BEGIN ENTRIES SHOWN

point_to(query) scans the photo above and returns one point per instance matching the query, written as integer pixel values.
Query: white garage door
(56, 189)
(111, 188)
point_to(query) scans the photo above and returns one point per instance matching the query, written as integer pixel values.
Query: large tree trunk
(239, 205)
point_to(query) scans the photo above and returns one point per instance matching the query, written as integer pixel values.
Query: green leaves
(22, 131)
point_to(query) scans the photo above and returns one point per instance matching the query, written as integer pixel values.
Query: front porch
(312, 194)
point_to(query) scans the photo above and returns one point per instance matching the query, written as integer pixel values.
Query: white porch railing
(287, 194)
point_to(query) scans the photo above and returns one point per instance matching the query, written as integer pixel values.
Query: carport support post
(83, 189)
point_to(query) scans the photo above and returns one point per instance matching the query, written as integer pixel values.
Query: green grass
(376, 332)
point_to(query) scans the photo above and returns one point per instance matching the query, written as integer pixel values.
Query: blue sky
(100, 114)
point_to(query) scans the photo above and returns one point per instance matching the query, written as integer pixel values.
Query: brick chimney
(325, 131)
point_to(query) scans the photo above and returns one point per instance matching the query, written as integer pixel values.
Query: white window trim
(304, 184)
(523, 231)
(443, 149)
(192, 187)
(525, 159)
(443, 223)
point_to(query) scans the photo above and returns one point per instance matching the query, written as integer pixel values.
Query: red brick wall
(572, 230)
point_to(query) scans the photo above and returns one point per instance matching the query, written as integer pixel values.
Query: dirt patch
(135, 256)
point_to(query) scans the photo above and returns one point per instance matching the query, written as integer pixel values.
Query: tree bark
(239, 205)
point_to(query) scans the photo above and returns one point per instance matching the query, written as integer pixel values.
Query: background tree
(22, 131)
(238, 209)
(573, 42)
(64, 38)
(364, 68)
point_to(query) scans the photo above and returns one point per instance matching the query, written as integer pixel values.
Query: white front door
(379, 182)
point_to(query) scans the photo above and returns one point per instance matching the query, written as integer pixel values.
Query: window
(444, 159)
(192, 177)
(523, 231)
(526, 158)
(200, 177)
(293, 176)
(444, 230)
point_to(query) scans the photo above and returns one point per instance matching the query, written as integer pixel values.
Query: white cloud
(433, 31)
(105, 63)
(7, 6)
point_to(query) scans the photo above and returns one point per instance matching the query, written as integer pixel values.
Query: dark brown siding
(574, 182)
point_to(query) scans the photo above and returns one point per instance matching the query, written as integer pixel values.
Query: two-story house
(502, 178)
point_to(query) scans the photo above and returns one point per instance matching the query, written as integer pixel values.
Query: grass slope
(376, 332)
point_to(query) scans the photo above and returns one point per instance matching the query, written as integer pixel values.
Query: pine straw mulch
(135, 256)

END ENTRIES SHOWN

YOUR ASSIGNMENT — Would you repeat each line above exactly as it stands?

EXPECTED ANSWER —
point_to(query) scans the photo above and returns one point per instance matching the query, written as integer pixel values.
Query: white garage door
(56, 189)
(111, 188)
point_to(query) scans the photo above and returns one point per instance matching the query, written as integer pixel values.
Query: large tree trunk
(239, 205)
point_to(query) scans the photo above and returns one point per instance matching the query, written as integer pixel values.
Query: green leaves
(22, 131)
point_to(query) scans the photo above and returns one point per instance matching the query, written as integer pixel values.
Query: front porch
(312, 194)
point_to(query) scans the photo above and returns one point per instance matching the query, written as integer pixel values.
Query: white porch railing
(287, 194)
point_to(query) scans the photo above and returns one point per instance matching the query, written as integer pixel values.
Query: carport support post
(83, 189)
point_to(query) scans the photo above and returns one point per instance matching the query, written as integer pixel values.
Query: green grass
(376, 332)
point_to(query) scans the photo above and returns one point per instance matching the query, written as integer pixel values.
Query: blue sky
(100, 114)
point_to(query) scans the photo above and returns one point per instance matching the query, written as integer pixel values.
Query: brick chimney
(325, 131)
point_to(query) scans the photo above and returns one point per instance matching the query, written as integer pixel values.
Query: white window trim
(304, 184)
(523, 231)
(443, 149)
(192, 187)
(525, 159)
(443, 223)
point_to(query) scans the photo above and returns one point per instance matching the query, written as integer pixel values.
Query: red brick wall
(572, 230)
point_to(query) scans the photo above and returns one point per instance matching the query, written as integer pixel values.
Query: dirt patch
(135, 256)
point_to(query) scans the photo above and returns one point per instance matching the query, written as integer pixel values.
Query: tree bark
(239, 205)
point_to(query) scans the photo above and returns one point per instance matching the query, written as integer pixel values.
Query: background tree
(22, 131)
(238, 209)
(573, 42)
(64, 38)
(364, 68)
point_to(query) scans the photo above and returns one point per instance matching the query, written as integer pixel values.
Query: white front door
(379, 182)
point_to(query) scans the photo above and returns one point per instance matching the query, written as integer pixel values.
Query: window
(444, 159)
(192, 177)
(523, 231)
(526, 158)
(200, 177)
(293, 176)
(444, 230)
point_to(query) scans the photo above and returns one point per instance matching the query, written as integer pixel values.
Query: white cloud
(433, 31)
(105, 63)
(7, 6)
point_to(query) scans the photo above and returns one point per instance matching the query, written as integer pixel values.
Query: dark brown siding
(574, 182)
point_to(query) scans the photo above and returns one point per instance matching the query, written as integer pixel values.
Query: two-story house
(502, 178)
point_to(query) scans the photo above and returns one point per instance matching the query, written as integer pixel values.
Query: grass slope
(376, 332)
point_to(query) scans the photo above and returns one point per instance matching the query, written as integer pixel values.
Query: pine straw mulch
(135, 256)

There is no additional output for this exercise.